▸ Dataset excerpts:
** Begin **
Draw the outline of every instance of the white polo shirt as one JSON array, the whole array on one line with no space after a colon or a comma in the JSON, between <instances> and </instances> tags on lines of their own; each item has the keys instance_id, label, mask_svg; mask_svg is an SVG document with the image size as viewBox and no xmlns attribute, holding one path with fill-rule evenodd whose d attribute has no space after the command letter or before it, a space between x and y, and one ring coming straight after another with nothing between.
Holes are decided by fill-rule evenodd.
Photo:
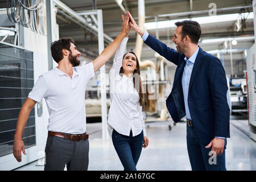
<instances>
[{"instance_id":1,"label":"white polo shirt","mask_svg":"<svg viewBox=\"0 0 256 182\"><path fill-rule=\"evenodd\" d=\"M133 136L138 135L142 130L146 136L142 107L139 103L139 93L134 88L133 78L119 75L127 41L128 38L125 38L120 44L109 72L111 105L108 124L124 135L129 136L131 129Z\"/></svg>"},{"instance_id":2,"label":"white polo shirt","mask_svg":"<svg viewBox=\"0 0 256 182\"><path fill-rule=\"evenodd\" d=\"M48 130L70 134L86 131L85 88L94 76L92 63L73 68L72 78L57 67L41 75L28 97L46 100L49 118Z\"/></svg>"}]
</instances>

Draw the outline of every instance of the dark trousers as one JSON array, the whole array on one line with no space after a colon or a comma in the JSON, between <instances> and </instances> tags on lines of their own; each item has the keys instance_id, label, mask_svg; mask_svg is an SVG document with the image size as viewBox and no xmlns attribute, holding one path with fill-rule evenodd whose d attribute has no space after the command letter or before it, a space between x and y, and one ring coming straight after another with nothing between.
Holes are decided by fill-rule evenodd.
<instances>
[{"instance_id":1,"label":"dark trousers","mask_svg":"<svg viewBox=\"0 0 256 182\"><path fill-rule=\"evenodd\" d=\"M143 133L133 136L122 135L115 130L112 133L112 141L125 171L136 171L136 165L141 156L143 142Z\"/></svg>"},{"instance_id":2,"label":"dark trousers","mask_svg":"<svg viewBox=\"0 0 256 182\"><path fill-rule=\"evenodd\" d=\"M187 146L192 169L226 171L225 155L226 139L225 139L224 150L221 156L209 155L212 146L209 148L206 148L205 146L207 144L201 143L195 128L191 127L187 124Z\"/></svg>"},{"instance_id":3,"label":"dark trousers","mask_svg":"<svg viewBox=\"0 0 256 182\"><path fill-rule=\"evenodd\" d=\"M57 136L48 136L46 146L45 171L87 171L89 141L72 141Z\"/></svg>"}]
</instances>

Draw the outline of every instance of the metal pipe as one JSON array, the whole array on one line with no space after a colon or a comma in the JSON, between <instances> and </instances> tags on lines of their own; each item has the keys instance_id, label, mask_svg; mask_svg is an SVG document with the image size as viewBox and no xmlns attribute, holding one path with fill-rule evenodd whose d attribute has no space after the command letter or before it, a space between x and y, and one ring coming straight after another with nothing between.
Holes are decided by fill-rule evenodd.
<instances>
[{"instance_id":1,"label":"metal pipe","mask_svg":"<svg viewBox=\"0 0 256 182\"><path fill-rule=\"evenodd\" d=\"M103 36L103 21L102 11L98 10L97 22L98 22L98 54L99 55L104 50L104 38ZM100 68L100 89L101 98L101 121L102 139L109 139L109 134L108 131L107 126L107 106L106 106L106 80L105 76L105 64Z\"/></svg>"},{"instance_id":2,"label":"metal pipe","mask_svg":"<svg viewBox=\"0 0 256 182\"><path fill-rule=\"evenodd\" d=\"M232 50L232 46L231 46L231 38L229 38L229 49ZM230 51L230 64L231 64L231 76L233 76L234 75L234 72L233 70L233 56L232 56L232 51Z\"/></svg>"},{"instance_id":3,"label":"metal pipe","mask_svg":"<svg viewBox=\"0 0 256 182\"><path fill-rule=\"evenodd\" d=\"M59 0L53 0L53 2L55 3L55 5L59 7L59 8L61 9L63 11L64 11L67 14L68 14L69 15L71 16L72 18L74 18L74 22L77 23L78 24L81 26L81 24L83 24L84 26L82 26L82 27L86 28L88 31L89 31L90 32L93 33L95 35L98 35L98 28L92 26L86 22L85 19L81 16L80 15L79 15L76 11L71 9L70 7L69 7L68 6L63 3L62 2L61 2ZM113 39L110 36L108 36L105 34L104 34L104 40L107 42L108 43L112 43L113 41L114 41L114 39Z\"/></svg>"},{"instance_id":4,"label":"metal pipe","mask_svg":"<svg viewBox=\"0 0 256 182\"><path fill-rule=\"evenodd\" d=\"M236 10L241 10L243 9L250 9L253 8L252 6L238 6L238 7L225 7L225 8L220 8L216 10L217 13L226 13L226 11ZM207 14L208 15L209 10L201 10L201 11L187 11L187 12L181 12L181 13L172 13L172 14L166 14L162 15L158 15L159 18L163 17L179 17L179 16L186 16L188 15L204 15ZM147 16L146 18L153 18L154 16Z\"/></svg>"}]
</instances>

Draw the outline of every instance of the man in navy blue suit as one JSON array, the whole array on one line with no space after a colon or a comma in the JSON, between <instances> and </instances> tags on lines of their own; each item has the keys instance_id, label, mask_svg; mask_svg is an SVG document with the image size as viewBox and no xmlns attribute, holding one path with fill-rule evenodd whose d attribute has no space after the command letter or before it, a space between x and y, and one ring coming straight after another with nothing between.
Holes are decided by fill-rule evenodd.
<instances>
[{"instance_id":1,"label":"man in navy blue suit","mask_svg":"<svg viewBox=\"0 0 256 182\"><path fill-rule=\"evenodd\" d=\"M174 120L187 117L187 145L192 170L226 170L225 149L229 134L229 94L220 60L199 46L200 24L175 23L172 41L177 51L144 32L129 13L130 26L144 43L177 65L166 106Z\"/></svg>"}]
</instances>

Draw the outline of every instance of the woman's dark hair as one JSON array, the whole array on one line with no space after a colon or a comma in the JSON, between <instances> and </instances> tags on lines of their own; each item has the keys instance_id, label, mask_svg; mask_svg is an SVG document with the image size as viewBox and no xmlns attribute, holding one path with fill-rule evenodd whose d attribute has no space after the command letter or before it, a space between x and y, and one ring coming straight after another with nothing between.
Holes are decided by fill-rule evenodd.
<instances>
[{"instance_id":1,"label":"woman's dark hair","mask_svg":"<svg viewBox=\"0 0 256 182\"><path fill-rule=\"evenodd\" d=\"M63 38L51 43L51 51L54 60L59 63L63 59L62 49L70 49L70 43L75 44L75 42L71 38Z\"/></svg>"},{"instance_id":2,"label":"woman's dark hair","mask_svg":"<svg viewBox=\"0 0 256 182\"><path fill-rule=\"evenodd\" d=\"M191 42L197 44L201 36L201 27L199 23L196 21L183 20L175 23L177 27L182 27L182 39L185 36L188 35L191 39Z\"/></svg>"},{"instance_id":3,"label":"woman's dark hair","mask_svg":"<svg viewBox=\"0 0 256 182\"><path fill-rule=\"evenodd\" d=\"M139 60L138 59L137 56L136 56L135 53L133 52L126 52L126 53L125 53L125 55L123 56L123 58L125 57L125 55L126 55L127 53L132 53L133 55L134 55L135 57L136 57L136 63L137 63L137 65L136 65L136 69L134 69L134 71L133 72L133 85L135 88L135 89L136 89L136 90L138 92L138 93L139 93L139 103L141 105L141 106L142 106L143 105L143 94L142 93L142 84L141 83L141 69L139 68ZM119 72L119 73L123 73L123 67L122 67L120 68L120 71ZM137 73L137 74L136 74ZM136 78L136 81L138 81L138 78L139 80L139 88L138 88L138 85L137 85L137 82L135 82L135 78Z\"/></svg>"}]
</instances>

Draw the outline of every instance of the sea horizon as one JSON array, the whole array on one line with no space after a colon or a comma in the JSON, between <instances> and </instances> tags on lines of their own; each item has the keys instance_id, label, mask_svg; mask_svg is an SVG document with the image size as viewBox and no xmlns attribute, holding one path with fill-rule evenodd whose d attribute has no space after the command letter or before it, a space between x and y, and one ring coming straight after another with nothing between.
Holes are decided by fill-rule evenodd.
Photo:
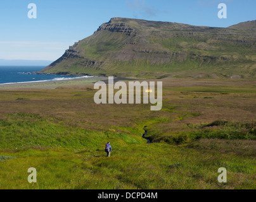
<instances>
[{"instance_id":1,"label":"sea horizon","mask_svg":"<svg viewBox=\"0 0 256 202\"><path fill-rule=\"evenodd\" d=\"M80 79L93 76L39 74L44 66L0 66L0 85Z\"/></svg>"}]
</instances>

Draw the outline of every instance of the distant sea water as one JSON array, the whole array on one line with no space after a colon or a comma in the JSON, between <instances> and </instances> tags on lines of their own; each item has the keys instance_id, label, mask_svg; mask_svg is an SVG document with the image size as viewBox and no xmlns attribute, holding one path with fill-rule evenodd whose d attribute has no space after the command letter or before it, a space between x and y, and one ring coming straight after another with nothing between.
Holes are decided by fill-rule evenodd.
<instances>
[{"instance_id":1,"label":"distant sea water","mask_svg":"<svg viewBox=\"0 0 256 202\"><path fill-rule=\"evenodd\" d=\"M0 85L60 81L89 77L88 76L37 74L33 73L39 71L44 68L45 66L0 66Z\"/></svg>"}]
</instances>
** End **
Rewrite the rows as a numbered list with blank lines omitted, beginning at the line that contains "Draw the outline of every instance of the distant" and continuing through the end of the rows.

▸ Response:
1. Draw the outline of every instance of the distant sea water as one JSON array, the whole array on one line with no space after a colon or a comma in the JSON, between <instances> and </instances> tags on lines of their own; each item has the keys instance_id, label, mask_svg; mask_svg is an SVG document with the image size as viewBox and no xmlns attribute, holding one path with fill-rule evenodd whose d attribute has no space after the command letter or before it, a space between x and y, and one ring coming straight after another with nothing between.
2. Holes are decided by fill-rule evenodd.
3. <instances>
4. [{"instance_id":1,"label":"distant sea water","mask_svg":"<svg viewBox=\"0 0 256 202\"><path fill-rule=\"evenodd\" d=\"M0 85L60 81L89 77L88 76L37 74L33 73L39 71L44 68L45 66L0 66Z\"/></svg>"}]
5. </instances>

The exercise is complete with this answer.